### AIM OF THE EXERCISE
Count the lines in the items below that contain the string "gray", with case taken into account, and reply with only that number.

++++++++

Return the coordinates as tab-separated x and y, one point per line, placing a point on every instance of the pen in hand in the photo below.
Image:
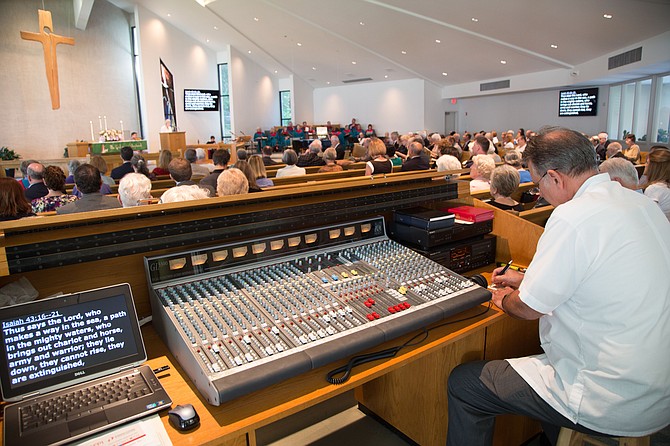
504	270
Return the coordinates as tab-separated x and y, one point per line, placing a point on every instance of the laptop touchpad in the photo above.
87	422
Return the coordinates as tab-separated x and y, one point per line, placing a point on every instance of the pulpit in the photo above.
173	141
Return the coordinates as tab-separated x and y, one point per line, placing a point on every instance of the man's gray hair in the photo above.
623	170
561	149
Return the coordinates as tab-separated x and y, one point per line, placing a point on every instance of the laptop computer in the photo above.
72	365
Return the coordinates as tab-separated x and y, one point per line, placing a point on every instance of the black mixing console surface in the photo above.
243	316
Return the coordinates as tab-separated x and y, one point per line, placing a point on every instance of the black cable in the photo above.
345	370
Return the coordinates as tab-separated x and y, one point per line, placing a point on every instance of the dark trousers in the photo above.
478	391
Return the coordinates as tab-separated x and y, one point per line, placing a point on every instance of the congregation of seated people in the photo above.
44	187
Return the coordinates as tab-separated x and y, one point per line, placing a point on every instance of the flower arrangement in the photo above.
7	154
110	135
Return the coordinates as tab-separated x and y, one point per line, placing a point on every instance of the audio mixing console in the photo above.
243	316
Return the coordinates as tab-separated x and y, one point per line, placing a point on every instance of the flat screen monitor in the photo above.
201	100
583	102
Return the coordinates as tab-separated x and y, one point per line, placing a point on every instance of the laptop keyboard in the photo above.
83	401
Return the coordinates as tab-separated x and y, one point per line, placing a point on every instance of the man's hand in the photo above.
511	278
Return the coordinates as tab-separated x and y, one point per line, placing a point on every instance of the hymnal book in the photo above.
470	213
424	218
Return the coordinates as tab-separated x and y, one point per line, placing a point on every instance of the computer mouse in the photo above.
184	417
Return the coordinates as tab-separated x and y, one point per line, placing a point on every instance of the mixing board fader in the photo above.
243	316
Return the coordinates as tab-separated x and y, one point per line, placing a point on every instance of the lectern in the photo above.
173	141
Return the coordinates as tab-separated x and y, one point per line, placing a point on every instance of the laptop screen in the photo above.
53	343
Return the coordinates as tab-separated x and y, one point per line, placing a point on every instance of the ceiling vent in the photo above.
494	85
625	58
362	79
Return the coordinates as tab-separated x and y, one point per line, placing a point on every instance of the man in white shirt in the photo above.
605	330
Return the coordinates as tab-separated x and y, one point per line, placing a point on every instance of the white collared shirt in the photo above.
601	278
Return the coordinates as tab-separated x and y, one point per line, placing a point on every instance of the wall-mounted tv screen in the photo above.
582	102
201	100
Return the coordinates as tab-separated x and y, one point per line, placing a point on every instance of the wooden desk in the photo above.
235	422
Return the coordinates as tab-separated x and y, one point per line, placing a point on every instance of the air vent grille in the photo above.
362	79
494	85
625	58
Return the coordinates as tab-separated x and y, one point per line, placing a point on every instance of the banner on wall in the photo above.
167	84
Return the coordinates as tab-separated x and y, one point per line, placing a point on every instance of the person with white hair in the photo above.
504	182
339	148
201	159
197	170
134	190
232	182
622	171
313	157
435	139
184	193
480	172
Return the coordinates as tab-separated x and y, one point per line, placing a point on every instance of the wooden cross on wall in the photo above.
49	42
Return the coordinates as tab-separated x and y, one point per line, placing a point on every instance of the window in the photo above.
285	107
641	107
224	97
136	71
661	121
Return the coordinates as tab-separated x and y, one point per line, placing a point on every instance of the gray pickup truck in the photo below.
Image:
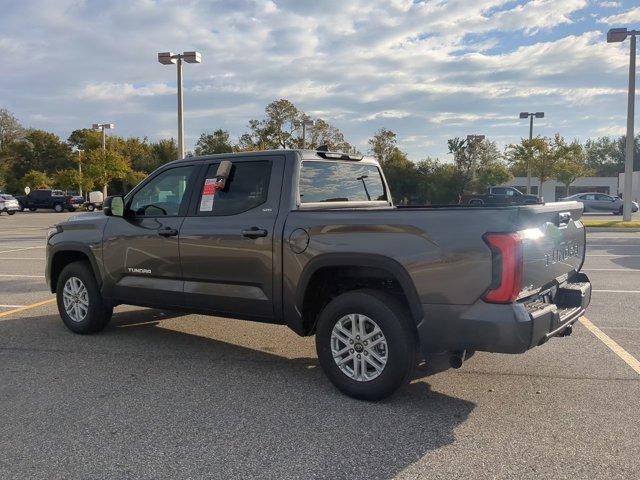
312	240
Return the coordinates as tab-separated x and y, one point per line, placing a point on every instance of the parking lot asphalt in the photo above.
162	395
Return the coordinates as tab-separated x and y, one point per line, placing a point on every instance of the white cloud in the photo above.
428	70
121	91
624	18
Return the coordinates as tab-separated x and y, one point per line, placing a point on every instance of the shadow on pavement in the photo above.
144	401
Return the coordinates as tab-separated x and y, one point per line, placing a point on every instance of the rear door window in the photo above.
246	188
332	181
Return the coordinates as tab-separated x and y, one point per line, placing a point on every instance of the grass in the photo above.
610	223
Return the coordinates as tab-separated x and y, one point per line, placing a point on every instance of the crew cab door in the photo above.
226	246
141	250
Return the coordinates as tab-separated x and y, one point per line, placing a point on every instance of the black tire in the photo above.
98	314
397	328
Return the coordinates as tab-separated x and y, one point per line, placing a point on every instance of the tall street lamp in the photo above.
472	141
304	124
103	127
530	115
616	35
168	58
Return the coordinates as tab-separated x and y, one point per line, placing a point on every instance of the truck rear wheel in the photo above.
366	344
79	301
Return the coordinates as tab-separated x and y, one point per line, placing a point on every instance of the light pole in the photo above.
103	127
472	141
168	58
80	171
304	123
530	116
364	184
616	35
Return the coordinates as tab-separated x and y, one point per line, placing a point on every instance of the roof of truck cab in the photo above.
305	154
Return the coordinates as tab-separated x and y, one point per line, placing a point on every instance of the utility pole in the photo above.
168	58
616	35
530	116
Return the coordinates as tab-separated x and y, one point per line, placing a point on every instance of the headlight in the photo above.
53	230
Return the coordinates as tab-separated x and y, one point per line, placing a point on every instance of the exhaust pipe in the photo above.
457	358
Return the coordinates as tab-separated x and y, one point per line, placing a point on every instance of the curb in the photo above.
612	229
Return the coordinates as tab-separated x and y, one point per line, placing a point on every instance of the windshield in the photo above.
340	182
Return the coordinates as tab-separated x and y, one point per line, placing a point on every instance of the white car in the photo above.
8	204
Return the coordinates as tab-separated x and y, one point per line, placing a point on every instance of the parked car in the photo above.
312	240
8	204
49	199
500	196
96	199
600	202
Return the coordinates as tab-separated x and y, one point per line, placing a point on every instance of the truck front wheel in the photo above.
79	301
366	344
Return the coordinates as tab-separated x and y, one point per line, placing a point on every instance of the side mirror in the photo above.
223	172
114	206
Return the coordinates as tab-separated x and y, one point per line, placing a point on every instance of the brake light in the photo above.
506	249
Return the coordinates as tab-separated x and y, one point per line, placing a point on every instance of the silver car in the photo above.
600	202
8	204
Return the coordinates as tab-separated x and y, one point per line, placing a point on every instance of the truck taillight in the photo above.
506	250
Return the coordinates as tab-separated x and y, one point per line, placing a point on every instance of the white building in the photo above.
636	185
553	190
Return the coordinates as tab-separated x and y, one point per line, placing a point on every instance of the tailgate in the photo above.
553	240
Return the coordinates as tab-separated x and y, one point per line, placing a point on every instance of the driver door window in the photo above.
163	195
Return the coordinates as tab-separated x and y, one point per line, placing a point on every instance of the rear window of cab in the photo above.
334	181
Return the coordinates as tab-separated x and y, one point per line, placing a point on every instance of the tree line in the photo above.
36	158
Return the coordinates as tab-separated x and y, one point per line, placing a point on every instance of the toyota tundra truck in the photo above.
312	240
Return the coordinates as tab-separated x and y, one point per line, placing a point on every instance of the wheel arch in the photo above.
353	265
62	255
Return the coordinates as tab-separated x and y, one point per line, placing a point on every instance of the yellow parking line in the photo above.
609	342
26	307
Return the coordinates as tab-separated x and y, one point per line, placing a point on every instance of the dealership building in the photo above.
553	190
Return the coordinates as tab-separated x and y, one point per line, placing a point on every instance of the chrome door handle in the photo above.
254	232
168	232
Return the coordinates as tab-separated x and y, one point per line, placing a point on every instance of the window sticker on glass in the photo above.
209	193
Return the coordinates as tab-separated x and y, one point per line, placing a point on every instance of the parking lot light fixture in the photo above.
616	35
103	127
169	58
530	116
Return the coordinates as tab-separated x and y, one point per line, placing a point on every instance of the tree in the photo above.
323	133
35	150
383	144
35	179
538	152
211	143
10	128
104	166
400	172
163	151
571	164
282	128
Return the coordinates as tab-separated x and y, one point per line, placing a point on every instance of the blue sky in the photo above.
429	70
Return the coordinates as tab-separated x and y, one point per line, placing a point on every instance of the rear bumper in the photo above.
512	328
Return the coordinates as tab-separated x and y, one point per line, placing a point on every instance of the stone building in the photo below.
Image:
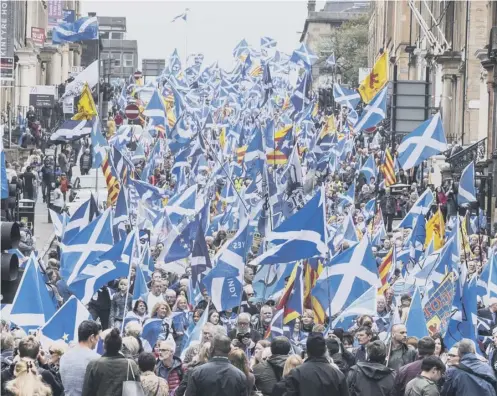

++++++++

### SOLUTION BELOW
2